Is Healthcare Reform On the Wrong Track?
What everyone wants, in the end, is healthcare reform that accomplishes the goals of wider access and lower cost. But there are many different tracks to achieve this needed goals.
But when “reducing the cost of healthcare” by mandating lower fees to providers, this should be more carefully analyzed to prevent a future of continuous change. Best to get it right at the start instead of rushing to judgement. This will best be done if policymakers are using the right data to make wise decisions rather than picking a data point from one place and another datapoint from another place and yet another datapoint … searching for datapoints that support what they wanted to do anyway.
This excerpt from The Healthcare Value Blog indicates what I mean:
We are surprised and dismayed at how policymakers are using the findings as the map for healthcare reform in Washington, D.C. We are also frankly appalled at how The New Yorker article by Dr. Atul Gawande has seemingly become the guidepost of reform for policymakers. The reason is that the conclusions that The White House and much of Congress have drawn from The New Yorker article are, at best, suspect and, at worst, completely wrong. Reengineering 20% of the economy is a large task, in our view, and getting the facts straight is important.
So, what have we done? Instead of using an “Atlas” to analyze McAllen and El Paso, we suggest using a “GPS” to triangulate the position that hospitals played in overall excess cost and utilization. Doing so provides some critical facts that The New Yorker failed to report.
Check out the observations by Hal Andrews & John Morrow from The Healthcare Value Blog: Lost in D. C. with the Dartmouth Atlas.

* _Prompt_
Extend the piece on healthcare reform by writing what comes next after its final sentence.

* _Provided data_
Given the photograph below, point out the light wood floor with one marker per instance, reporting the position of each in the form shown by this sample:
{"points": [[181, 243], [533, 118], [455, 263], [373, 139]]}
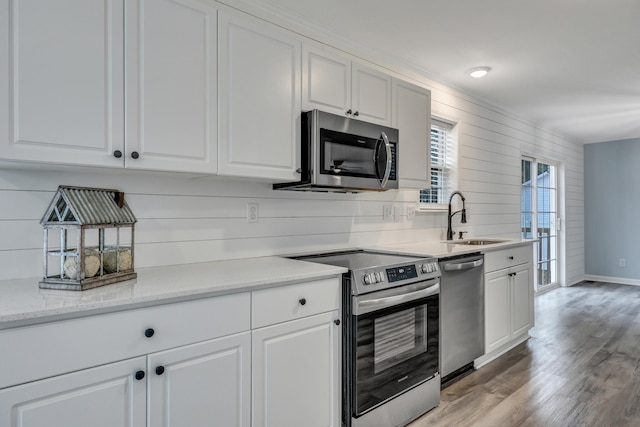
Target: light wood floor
{"points": [[580, 368]]}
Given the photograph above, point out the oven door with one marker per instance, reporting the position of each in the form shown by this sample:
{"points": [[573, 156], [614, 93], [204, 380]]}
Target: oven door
{"points": [[395, 345]]}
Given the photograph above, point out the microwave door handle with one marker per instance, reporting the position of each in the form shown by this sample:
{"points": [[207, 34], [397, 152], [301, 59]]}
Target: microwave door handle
{"points": [[387, 170]]}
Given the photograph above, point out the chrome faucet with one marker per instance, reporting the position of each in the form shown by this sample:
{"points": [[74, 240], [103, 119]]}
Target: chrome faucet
{"points": [[463, 213]]}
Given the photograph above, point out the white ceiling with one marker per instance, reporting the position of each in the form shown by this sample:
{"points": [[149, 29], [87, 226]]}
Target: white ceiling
{"points": [[572, 66]]}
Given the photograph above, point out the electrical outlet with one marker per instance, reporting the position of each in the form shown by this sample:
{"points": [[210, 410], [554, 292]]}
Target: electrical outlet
{"points": [[387, 212], [397, 214], [252, 212], [411, 211]]}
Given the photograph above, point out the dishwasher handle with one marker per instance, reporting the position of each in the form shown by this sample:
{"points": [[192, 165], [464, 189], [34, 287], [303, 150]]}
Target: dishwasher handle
{"points": [[467, 265]]}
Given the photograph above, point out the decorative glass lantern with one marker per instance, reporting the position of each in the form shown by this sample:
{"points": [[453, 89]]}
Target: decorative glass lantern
{"points": [[88, 239]]}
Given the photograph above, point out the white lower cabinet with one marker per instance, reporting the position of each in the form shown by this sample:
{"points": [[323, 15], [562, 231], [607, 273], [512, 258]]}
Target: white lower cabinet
{"points": [[183, 364], [269, 358], [105, 396], [200, 383], [509, 311], [296, 373], [296, 340]]}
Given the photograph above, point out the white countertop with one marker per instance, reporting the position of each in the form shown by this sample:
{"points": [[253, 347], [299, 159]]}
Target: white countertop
{"points": [[22, 302], [443, 249]]}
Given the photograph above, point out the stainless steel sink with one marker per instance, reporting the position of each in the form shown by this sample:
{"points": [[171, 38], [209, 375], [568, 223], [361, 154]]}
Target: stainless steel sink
{"points": [[475, 242]]}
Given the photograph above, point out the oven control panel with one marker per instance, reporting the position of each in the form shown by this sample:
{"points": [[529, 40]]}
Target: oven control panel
{"points": [[402, 273], [399, 273]]}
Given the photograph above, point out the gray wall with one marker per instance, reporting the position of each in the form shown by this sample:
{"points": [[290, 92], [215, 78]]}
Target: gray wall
{"points": [[612, 208]]}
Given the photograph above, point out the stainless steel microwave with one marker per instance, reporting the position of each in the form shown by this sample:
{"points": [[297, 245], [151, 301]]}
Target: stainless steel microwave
{"points": [[341, 154]]}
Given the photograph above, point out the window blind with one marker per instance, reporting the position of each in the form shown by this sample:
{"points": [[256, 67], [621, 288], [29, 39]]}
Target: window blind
{"points": [[443, 159]]}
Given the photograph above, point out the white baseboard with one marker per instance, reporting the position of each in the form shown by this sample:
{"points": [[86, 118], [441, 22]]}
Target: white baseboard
{"points": [[620, 280], [483, 360]]}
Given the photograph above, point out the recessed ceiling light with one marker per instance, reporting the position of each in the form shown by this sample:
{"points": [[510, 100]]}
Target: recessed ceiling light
{"points": [[479, 72]]}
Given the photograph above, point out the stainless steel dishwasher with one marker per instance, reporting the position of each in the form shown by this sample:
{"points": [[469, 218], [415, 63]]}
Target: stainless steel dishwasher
{"points": [[461, 314]]}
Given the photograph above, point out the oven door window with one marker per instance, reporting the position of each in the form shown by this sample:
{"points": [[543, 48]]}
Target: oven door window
{"points": [[396, 348]]}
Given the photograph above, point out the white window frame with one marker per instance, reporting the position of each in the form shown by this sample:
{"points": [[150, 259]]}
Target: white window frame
{"points": [[451, 166]]}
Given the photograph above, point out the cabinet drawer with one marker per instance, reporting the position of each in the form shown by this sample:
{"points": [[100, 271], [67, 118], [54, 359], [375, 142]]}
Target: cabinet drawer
{"points": [[504, 258], [41, 351], [276, 305]]}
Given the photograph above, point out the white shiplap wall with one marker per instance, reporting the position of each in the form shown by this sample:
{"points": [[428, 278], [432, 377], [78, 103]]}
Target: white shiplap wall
{"points": [[187, 220]]}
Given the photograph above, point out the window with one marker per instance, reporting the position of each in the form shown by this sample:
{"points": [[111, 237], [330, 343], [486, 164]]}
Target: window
{"points": [[539, 208], [443, 164]]}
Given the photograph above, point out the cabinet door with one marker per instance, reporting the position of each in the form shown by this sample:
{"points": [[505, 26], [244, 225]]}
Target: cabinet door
{"points": [[259, 103], [521, 300], [412, 116], [105, 396], [497, 309], [201, 384], [61, 81], [171, 86], [326, 81], [371, 95], [296, 373]]}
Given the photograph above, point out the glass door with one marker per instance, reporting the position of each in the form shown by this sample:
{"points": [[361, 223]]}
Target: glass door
{"points": [[539, 207]]}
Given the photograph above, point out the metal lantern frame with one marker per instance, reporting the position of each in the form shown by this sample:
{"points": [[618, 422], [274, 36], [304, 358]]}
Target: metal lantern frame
{"points": [[82, 210]]}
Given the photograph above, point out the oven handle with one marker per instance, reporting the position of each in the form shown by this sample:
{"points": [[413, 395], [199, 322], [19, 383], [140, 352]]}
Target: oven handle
{"points": [[364, 306]]}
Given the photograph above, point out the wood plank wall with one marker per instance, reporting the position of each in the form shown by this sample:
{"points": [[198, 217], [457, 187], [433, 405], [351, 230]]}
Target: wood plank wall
{"points": [[187, 220]]}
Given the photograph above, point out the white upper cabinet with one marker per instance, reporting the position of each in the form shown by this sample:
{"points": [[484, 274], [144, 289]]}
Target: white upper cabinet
{"points": [[326, 83], [61, 81], [63, 92], [371, 95], [259, 99], [333, 83], [412, 117], [171, 86]]}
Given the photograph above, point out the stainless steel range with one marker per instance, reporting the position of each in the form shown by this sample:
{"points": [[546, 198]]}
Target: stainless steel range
{"points": [[390, 336]]}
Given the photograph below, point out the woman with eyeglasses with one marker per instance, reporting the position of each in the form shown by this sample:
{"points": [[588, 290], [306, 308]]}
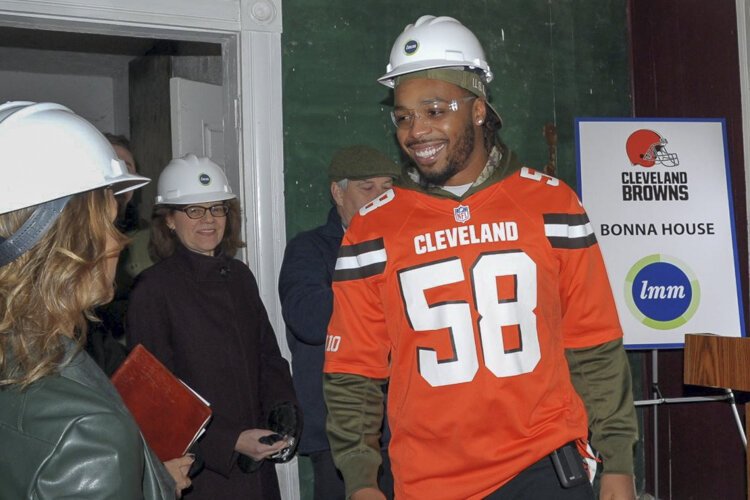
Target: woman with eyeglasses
{"points": [[199, 311]]}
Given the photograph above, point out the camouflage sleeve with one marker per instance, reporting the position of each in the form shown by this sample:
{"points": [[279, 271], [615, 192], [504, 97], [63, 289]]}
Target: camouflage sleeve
{"points": [[355, 415], [601, 375]]}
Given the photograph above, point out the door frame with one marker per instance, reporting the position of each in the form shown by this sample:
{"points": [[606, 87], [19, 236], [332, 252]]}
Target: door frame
{"points": [[249, 32]]}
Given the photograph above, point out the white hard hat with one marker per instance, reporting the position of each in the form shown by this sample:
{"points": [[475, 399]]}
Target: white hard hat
{"points": [[48, 152], [191, 179], [435, 42]]}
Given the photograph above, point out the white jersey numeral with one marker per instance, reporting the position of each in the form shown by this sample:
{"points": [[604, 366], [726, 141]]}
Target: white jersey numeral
{"points": [[517, 312]]}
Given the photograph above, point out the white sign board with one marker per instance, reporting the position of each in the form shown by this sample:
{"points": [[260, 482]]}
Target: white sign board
{"points": [[659, 198]]}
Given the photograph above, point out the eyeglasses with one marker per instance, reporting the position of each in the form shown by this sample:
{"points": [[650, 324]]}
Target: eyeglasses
{"points": [[430, 112], [197, 211]]}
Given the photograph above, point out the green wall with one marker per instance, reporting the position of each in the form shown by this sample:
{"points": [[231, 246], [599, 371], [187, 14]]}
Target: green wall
{"points": [[553, 60]]}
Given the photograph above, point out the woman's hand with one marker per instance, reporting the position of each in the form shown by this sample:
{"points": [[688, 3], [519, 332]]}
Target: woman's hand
{"points": [[248, 444], [178, 469]]}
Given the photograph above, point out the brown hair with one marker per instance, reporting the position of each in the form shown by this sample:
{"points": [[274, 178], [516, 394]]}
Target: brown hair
{"points": [[163, 241], [49, 292]]}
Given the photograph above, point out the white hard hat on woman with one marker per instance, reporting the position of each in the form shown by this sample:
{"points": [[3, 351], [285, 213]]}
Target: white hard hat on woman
{"points": [[48, 153]]}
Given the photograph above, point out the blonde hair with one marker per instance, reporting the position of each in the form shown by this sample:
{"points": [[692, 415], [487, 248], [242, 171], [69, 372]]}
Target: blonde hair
{"points": [[49, 292]]}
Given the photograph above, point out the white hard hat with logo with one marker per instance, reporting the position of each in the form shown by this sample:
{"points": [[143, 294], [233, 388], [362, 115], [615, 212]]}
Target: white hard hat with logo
{"points": [[47, 155], [48, 152], [192, 179], [435, 42]]}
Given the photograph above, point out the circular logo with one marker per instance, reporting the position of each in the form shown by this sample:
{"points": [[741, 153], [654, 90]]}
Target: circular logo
{"points": [[661, 292], [411, 47]]}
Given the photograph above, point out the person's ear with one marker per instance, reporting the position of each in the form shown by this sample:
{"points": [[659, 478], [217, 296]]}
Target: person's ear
{"points": [[169, 220], [479, 112], [337, 194]]}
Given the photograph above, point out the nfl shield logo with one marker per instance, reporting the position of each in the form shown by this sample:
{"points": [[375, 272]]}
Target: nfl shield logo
{"points": [[461, 214]]}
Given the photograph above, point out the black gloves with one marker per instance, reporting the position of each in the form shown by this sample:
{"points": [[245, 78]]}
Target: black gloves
{"points": [[285, 420]]}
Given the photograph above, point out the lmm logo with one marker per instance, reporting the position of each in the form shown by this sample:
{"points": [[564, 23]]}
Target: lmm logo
{"points": [[661, 292]]}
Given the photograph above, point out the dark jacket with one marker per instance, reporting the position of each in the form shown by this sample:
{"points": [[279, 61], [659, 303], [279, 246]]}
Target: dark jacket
{"points": [[203, 318], [69, 435], [306, 304]]}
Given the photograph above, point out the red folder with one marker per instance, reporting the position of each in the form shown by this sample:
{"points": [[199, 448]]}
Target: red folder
{"points": [[170, 414]]}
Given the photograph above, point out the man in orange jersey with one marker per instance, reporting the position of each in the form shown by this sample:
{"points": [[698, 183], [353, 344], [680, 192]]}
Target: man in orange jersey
{"points": [[477, 289]]}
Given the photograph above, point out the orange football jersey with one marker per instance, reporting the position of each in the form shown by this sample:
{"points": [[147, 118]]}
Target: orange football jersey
{"points": [[467, 307]]}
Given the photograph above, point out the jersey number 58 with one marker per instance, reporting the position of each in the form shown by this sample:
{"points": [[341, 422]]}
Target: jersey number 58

* _Expected output_
That said, all of us can read enough of the crystal ball to realize that hospital leaders will need to carefully examine their own hospital systems for ways to eliminate non-value producing processes. The goal must be to reduce the cost of delivering safe, quality healthcare. As has happened at several clients we have worked with recently, hospital managers do have the potential to reduce labor cost without layoffs, and at the same time create a renewed, long term commitment by staff to achieve safer, quality healthcare for patients.
Hospitals are big, complex businesses — typically the largest employers in any city. Running such a business is no easy task. Taking cost out of such businesses must be done smartly less the wrong decision leads to patient safety issues or to unleash unintended consequences such as doctors, nurses and specially-trained staff voting with their feet and going elsewhere to make a living.
Where we might differ from some of the global directives coming from national policy is that these savings need to be delivered one hospital at a time, each with its own unique people, processes and culture. What we don’t want to see is our national system of healthcare providers flung into chaos without the time to get leaner and better.
We believe most healthcare providers understand the need to reduce the cost of delivering safe, quality healthcare and we see them already tackling this issue without being subjected to policies that might cause them to do this the wrong way.